──────── EXTRACTED ENTRIES ────────

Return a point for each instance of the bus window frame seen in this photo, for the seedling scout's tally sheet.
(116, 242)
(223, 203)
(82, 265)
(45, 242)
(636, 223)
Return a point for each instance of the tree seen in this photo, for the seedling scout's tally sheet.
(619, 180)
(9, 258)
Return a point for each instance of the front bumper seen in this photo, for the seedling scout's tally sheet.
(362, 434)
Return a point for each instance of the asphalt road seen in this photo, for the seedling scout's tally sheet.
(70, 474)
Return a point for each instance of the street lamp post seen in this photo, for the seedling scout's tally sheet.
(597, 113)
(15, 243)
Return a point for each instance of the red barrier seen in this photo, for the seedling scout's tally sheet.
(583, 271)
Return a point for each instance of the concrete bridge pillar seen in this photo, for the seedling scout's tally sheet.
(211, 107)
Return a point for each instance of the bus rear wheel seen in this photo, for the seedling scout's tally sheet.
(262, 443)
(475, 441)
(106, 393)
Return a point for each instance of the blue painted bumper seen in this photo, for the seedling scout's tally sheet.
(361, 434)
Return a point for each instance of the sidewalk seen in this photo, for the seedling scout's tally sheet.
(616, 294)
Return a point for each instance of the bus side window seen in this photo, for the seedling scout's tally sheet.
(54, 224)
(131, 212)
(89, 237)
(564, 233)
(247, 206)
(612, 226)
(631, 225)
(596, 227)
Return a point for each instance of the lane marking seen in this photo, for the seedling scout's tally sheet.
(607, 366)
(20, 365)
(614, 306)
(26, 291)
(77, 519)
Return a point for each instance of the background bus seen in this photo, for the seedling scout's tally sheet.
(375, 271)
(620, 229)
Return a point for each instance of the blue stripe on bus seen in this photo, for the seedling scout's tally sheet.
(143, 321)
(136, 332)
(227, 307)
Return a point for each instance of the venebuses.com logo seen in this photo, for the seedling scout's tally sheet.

────────

### EXERCISE GOAL
Starting at the line that contains "Return a point for each instance of the red" and ending at the last of the rows, write out those lines again in full, adding -61 to every coordinate in the answers and leaving all other text unchanged.

### FINAL ANSWER
Return a point for each instance of the red barrier seen in this photo, for the seedling scout's tally sheet.
(522, 210)
Return a point for each instance of the concrete bridge pillar seen in this photo, for the seedling scout's tally sheet.
(150, 46)
Return a point for each instance of the bus rear wheel seen in this photo, for the seedling scout's tally sheet.
(201, 382)
(414, 380)
(45, 332)
Return a point for each instance of the blue painted bumper seen in this photo, for the seedling scout's tally sheet.
(300, 373)
Return a point for each instance of the sidewalk seen in this photo, for the seedling scout's tally sheet.
(555, 233)
Return a point for each instance of the bus side window seen in this photo, for the seedling scout's tally sheet.
(-7, 163)
(70, 151)
(28, 176)
(503, 172)
(186, 145)
(551, 165)
(570, 164)
(535, 166)
Return a point for each instance of the lane marking seen in this photo, for the seedling scout's tally sheet.
(546, 305)
(-41, 304)
(553, 245)
(-35, 230)
(16, 458)
Return a point for each instance of the background bus seen in this photo, for the seedling scout's tally sheet.
(314, 210)
(559, 168)
Return a point for each instance of the blue stripe on bus seen in this photo, for the seedling scout's tally sheet.
(82, 260)
(75, 271)
(166, 246)
Return a point for each instance of the venebuses.com logo seen in this photo, for the seedling scout's tally sheet.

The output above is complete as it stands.